TASKS TO PERFORM ::
(a) According to the court opinion, how much money did the defendant say he borrowed from Tim Chen?
(b) Write the next part of the court opinion, picking up right after its last sentence.

SELECTION ::
-- begin --
Although his defense was that he lacked knowledge that the crates contained marijuana, there was forensic evidence taken from his cell phone that included a photograph of a marijuana bud and a photograph of a one-pound vacuum sealed package of marijuana similar to approximately one hundred such packages contained in the two crates. The defendant testified that he was a marijuana user who lawfully grew twelve plants in his home, as apparently permitted by Rhode Island law. He asserted that the photograph shown to him while testifying was of a package of marijuana from his annual "grow," that, he asserted, he kept frozen. He did, however, also testify that he had purchased a $4,000 commercial grade trimmer for cultivating marijuana.

There was also a photograph of a bundle of money found on the defendant's cell phone, as well as several documents in Chinese that the Commonwealth did not have translated. On the stand, the defendant testified that one four-page document was a promissory note to someone named Tim Chen, to whom, the defendant testified, he was not related, and from whom, he testified, he had borrowed $50,000 in order to renovate one of his restaurants. There were also three notations the defendant translated, one stating that Tim Chen would be coming by the restaurant to pick up $2,000, one saying he would come by to pick up $3,000, and another acknowledging receipt of $3,000. The defendant was born in China and came to the United States when he was ten. He was adopted by a Chinese family, and the record reflects that he continues to speak English to some degree imperfectly, and with a Chinese accent. When asked why he used a Chinese lender for the renovation loan, he responded, "That's how Chinese people does. We don't deal with the bank."

The defendant's first argument on appeal is that the prosecutor erred when stating in closing, "Oh, we don't use banks. You cannot hide behind culture to explain criminal activity. I think that's shameful." The argument in context was:

"[H]e just happened to have the same type of quantity of marijuana, the same type of vacuum sealing on his phone, sending it to a friend where there's also images of clipped money coming in from this guy that meets him at his business to pick up $3,000 at a time, $2,000 at that time?

"Oh, we don't use banks. You cannot hide behind culture to explain criminal activity. I think that's shameful.

"This isn't about culture. This is about whether or not he committed a crime. And when you take the fact that he's borrowing money from people who aren't licensed vendors, who aren't licensed brokers, he's taking $50,000 from them? Is that something that sounds like legitimate business or is that something that sounds like it's more consistent with being wrapped up in everything that you see here before you?"

As the argument was not objected to at trial, we must review to determine whether there is an error, and if so, whether it created a substantial risk of a miscarriage of justice. See Commonwealth v. Alphas, 430 Mass. 8, 13 (1999).

For a prosecutor even to touch on the cultural practices of an ethnic minority group in closing argument is a sensitive matter. Of course, depending on facts and circumstances, it is not that such comments are per se impermissible. However, anything that might invite or induce a juror to bring racial or ethnic bias or prejudice into his or her deliberations, whether intentional or not, is problematic.

In this case, the prosecutor's words did not by their terms denigrate the defendant's culture or background. On its face, it appears that the comment was intended to suggest that the false invocation of cultural practices in order to explain conduct that was in fact criminal is shameful. There was no suggestion, for example, that the defendant was trying to justify criminal behavior by claiming that it was permissible within Chinese culture.
-- end --
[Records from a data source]
-- begin --
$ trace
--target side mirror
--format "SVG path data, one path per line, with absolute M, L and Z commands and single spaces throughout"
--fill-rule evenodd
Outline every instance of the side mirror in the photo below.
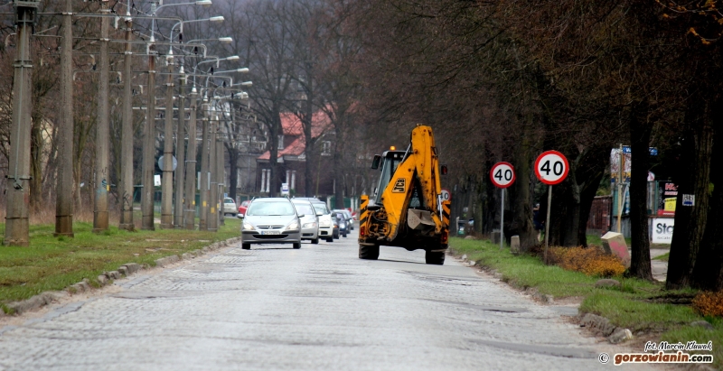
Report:
M 374 155 L 374 161 L 371 162 L 371 169 L 379 169 L 379 162 L 381 162 L 381 156 L 379 154 Z

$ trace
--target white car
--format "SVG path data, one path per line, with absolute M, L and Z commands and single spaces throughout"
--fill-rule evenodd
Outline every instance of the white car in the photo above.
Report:
M 296 209 L 296 214 L 301 220 L 301 239 L 307 239 L 312 244 L 319 243 L 319 219 L 316 218 L 314 208 L 309 201 L 292 199 L 291 203 Z
M 239 213 L 239 208 L 236 206 L 236 201 L 230 197 L 223 199 L 223 215 L 230 215 L 235 217 Z
M 316 210 L 316 217 L 319 218 L 319 238 L 326 238 L 326 242 L 333 242 L 333 222 L 332 221 L 332 212 L 326 208 L 326 204 L 322 201 L 311 201 L 314 209 Z

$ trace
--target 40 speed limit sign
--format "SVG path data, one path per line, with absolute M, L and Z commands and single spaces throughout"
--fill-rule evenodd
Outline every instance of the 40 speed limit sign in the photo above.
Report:
M 564 181 L 569 170 L 568 159 L 557 151 L 543 152 L 535 161 L 535 175 L 540 181 L 548 185 Z
M 507 188 L 514 182 L 514 167 L 510 162 L 497 162 L 490 169 L 490 180 L 497 188 Z

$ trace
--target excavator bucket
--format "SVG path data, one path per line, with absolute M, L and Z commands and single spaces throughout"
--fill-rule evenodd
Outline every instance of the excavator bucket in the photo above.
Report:
M 436 227 L 432 213 L 414 209 L 407 210 L 407 225 L 414 230 L 434 229 Z

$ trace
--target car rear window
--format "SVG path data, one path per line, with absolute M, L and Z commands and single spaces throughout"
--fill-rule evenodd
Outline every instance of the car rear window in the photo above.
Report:
M 314 209 L 316 210 L 317 213 L 322 213 L 324 215 L 329 215 L 329 209 L 326 209 L 326 204 L 324 203 L 314 203 Z
M 299 214 L 305 214 L 305 215 L 316 215 L 316 213 L 315 213 L 315 212 L 314 212 L 314 211 L 311 209 L 311 205 L 308 205 L 308 204 L 303 204 L 303 203 L 295 203 L 295 204 L 294 204 L 294 206 L 296 206 L 296 211 L 297 211 Z
M 291 202 L 254 201 L 246 211 L 246 215 L 249 217 L 287 216 L 295 213 Z

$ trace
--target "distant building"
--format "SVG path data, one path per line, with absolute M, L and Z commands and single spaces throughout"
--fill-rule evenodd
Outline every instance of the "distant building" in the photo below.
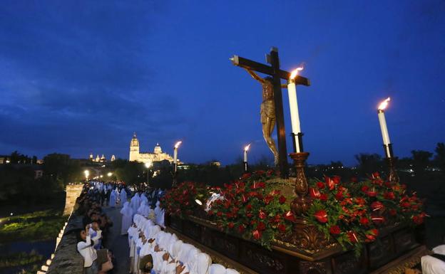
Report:
M 129 160 L 132 162 L 140 162 L 143 163 L 154 163 L 167 160 L 169 163 L 173 162 L 173 158 L 168 154 L 163 152 L 159 143 L 156 144 L 155 149 L 152 152 L 140 152 L 139 140 L 136 137 L 136 134 L 133 135 L 133 138 L 130 142 L 130 157 Z M 180 163 L 178 160 L 178 163 Z

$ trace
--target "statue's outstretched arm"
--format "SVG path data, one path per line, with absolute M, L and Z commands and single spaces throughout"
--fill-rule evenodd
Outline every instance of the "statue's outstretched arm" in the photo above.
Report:
M 250 75 L 250 76 L 252 76 L 252 78 L 254 78 L 257 81 L 261 83 L 262 85 L 265 83 L 265 80 L 264 80 L 263 78 L 260 77 L 257 73 L 255 73 L 252 70 L 248 70 L 247 68 L 245 68 L 245 70 L 246 70 L 247 71 L 247 73 Z

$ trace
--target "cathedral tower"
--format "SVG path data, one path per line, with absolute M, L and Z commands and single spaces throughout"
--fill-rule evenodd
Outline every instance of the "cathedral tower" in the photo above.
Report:
M 133 133 L 133 139 L 130 142 L 130 161 L 138 161 L 139 159 L 139 141 L 136 137 L 136 132 Z

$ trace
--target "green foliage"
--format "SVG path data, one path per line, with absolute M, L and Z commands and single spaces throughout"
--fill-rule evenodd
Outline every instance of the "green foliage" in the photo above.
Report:
M 14 266 L 26 265 L 30 263 L 39 262 L 44 259 L 44 256 L 35 250 L 30 253 L 19 252 L 9 253 L 6 255 L 0 256 L 0 269 Z
M 4 218 L 0 219 L 0 242 L 53 239 L 66 221 L 52 210 Z

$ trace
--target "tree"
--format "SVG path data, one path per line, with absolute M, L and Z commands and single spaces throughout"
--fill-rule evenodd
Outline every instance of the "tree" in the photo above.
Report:
M 433 154 L 424 150 L 412 150 L 411 152 L 413 157 L 413 169 L 416 176 L 421 176 L 424 174 L 425 169 L 429 164 L 429 158 Z
M 359 170 L 362 176 L 366 176 L 383 169 L 382 157 L 377 154 L 360 153 L 355 155 L 355 159 L 359 163 Z
M 437 143 L 434 151 L 436 152 L 434 160 L 442 171 L 442 174 L 445 174 L 445 144 Z

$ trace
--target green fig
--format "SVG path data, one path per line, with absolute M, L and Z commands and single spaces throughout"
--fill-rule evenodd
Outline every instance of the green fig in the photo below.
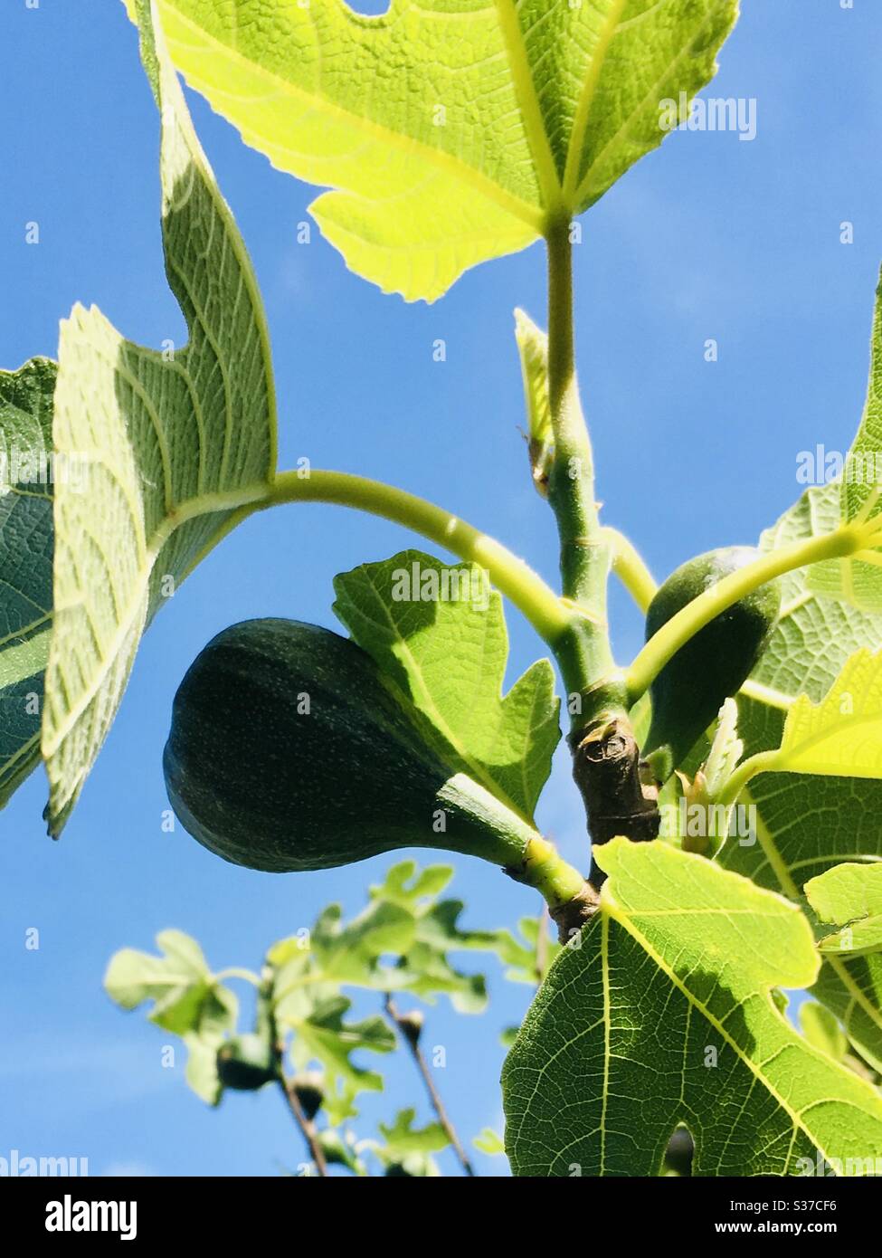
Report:
M 649 604 L 647 640 L 700 594 L 757 557 L 747 546 L 728 546 L 683 564 Z M 657 674 L 642 751 L 658 781 L 667 781 L 686 760 L 723 701 L 747 679 L 778 623 L 780 603 L 775 581 L 751 590 L 700 629 Z
M 326 869 L 420 845 L 522 862 L 536 832 L 420 736 L 355 643 L 297 620 L 218 634 L 175 696 L 169 799 L 211 852 Z

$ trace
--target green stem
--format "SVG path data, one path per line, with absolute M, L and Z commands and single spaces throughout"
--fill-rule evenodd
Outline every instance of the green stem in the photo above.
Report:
-- end --
THE ANSWERS ::
(a) $50,000

(b)
But, even if viewed in this way, without deeper analysis of the statement's possible implications, suggesting to a jury that one has acted shamefully and disloyally to one's ethnic or cultural heritage in wrongfully invoking it in the way suggested, may well be inflammatory –- particularly in light of some of the various current attitudes toward minority ethnicity that may be held by different jurors. Beyond that, at least arguably, there may be a further implication in the statement that there are "good" Chinese people, respectful of their heritage and culture, and "bad" Chinese people, including the defendant, who might bring shame on their ethnic group by disrespecting its traditions. Even if one might think that that overstates the case, it is clear that the prosecutor's comment was impermissible: not only did it improperly suggest shameful disloyalty by the defendant to his heritage, it improperly injected the prosecutor's personal opinion about the defendant into the case. See Commonwealth v. Chavis, 415 Mass. 703, 713 (1993).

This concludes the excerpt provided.